* What you have to do
Count the lines in the rows below that contain the string "post", matching case exactly, and give only that number.

* Information provided
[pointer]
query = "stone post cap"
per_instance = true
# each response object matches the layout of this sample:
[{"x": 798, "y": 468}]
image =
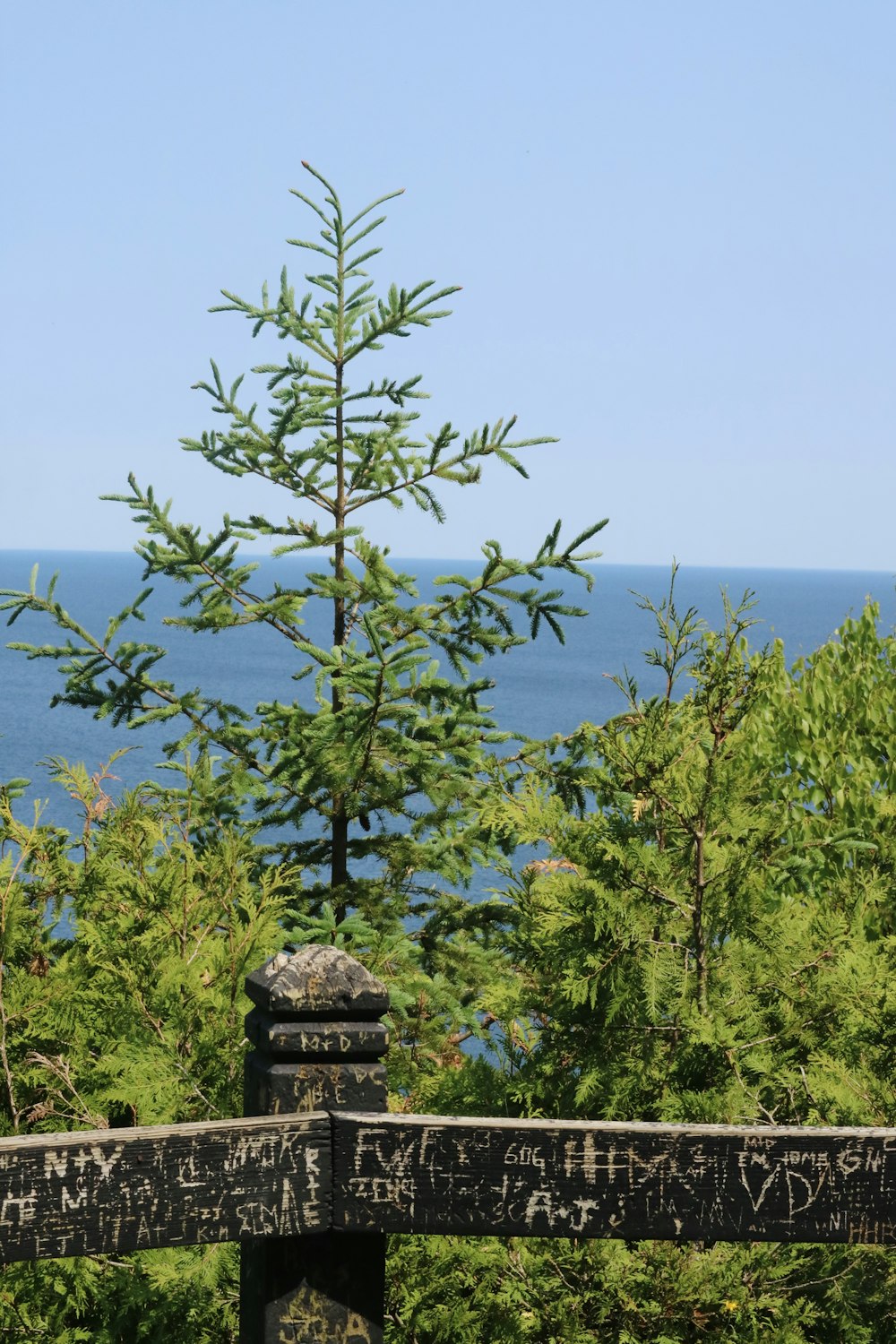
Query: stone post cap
[{"x": 317, "y": 983}]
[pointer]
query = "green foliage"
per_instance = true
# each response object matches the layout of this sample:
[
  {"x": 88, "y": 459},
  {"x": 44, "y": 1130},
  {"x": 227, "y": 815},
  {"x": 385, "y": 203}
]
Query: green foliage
[
  {"x": 134, "y": 1019},
  {"x": 704, "y": 938},
  {"x": 707, "y": 933},
  {"x": 379, "y": 777}
]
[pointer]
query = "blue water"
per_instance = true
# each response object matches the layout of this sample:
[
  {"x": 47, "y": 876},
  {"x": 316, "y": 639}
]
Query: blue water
[{"x": 540, "y": 688}]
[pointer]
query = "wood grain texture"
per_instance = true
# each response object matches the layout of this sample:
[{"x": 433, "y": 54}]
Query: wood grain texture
[
  {"x": 418, "y": 1174},
  {"x": 164, "y": 1185}
]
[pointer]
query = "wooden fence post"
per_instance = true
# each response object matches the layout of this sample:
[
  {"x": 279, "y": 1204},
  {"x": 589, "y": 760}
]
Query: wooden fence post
[{"x": 317, "y": 1043}]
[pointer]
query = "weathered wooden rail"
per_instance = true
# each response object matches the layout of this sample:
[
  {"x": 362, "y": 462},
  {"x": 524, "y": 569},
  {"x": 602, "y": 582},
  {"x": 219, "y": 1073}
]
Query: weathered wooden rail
[{"x": 317, "y": 1172}]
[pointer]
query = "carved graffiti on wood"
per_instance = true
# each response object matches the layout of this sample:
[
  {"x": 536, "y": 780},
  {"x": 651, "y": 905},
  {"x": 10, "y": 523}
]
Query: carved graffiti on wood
[
  {"x": 576, "y": 1179},
  {"x": 167, "y": 1185}
]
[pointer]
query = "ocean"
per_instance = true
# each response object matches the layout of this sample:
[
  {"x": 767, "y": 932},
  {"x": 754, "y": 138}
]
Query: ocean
[{"x": 540, "y": 688}]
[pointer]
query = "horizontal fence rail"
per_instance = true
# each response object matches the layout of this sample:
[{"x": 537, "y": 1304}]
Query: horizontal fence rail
[
  {"x": 112, "y": 1191},
  {"x": 516, "y": 1177},
  {"x": 319, "y": 1172},
  {"x": 124, "y": 1190}
]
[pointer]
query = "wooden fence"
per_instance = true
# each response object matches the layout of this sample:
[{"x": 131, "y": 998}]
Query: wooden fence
[{"x": 317, "y": 1172}]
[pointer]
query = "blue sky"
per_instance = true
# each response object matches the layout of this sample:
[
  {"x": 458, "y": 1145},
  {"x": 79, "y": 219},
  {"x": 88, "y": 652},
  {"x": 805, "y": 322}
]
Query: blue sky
[{"x": 675, "y": 226}]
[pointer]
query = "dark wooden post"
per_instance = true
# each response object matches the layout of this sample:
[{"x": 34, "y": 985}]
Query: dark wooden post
[{"x": 317, "y": 1045}]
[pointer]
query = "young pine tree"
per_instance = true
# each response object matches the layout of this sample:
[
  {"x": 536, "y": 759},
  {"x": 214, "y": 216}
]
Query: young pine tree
[{"x": 376, "y": 780}]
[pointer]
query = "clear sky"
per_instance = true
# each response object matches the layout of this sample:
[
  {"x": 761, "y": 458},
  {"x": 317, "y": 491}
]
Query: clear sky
[{"x": 675, "y": 226}]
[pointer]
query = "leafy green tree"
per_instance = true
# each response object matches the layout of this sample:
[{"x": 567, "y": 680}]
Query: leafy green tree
[
  {"x": 704, "y": 938},
  {"x": 379, "y": 776}
]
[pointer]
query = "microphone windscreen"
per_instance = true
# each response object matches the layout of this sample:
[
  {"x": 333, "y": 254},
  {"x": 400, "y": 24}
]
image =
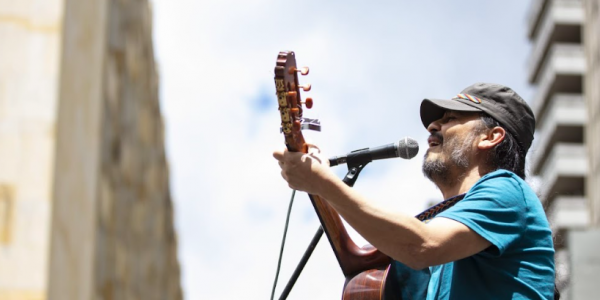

* Finished task
6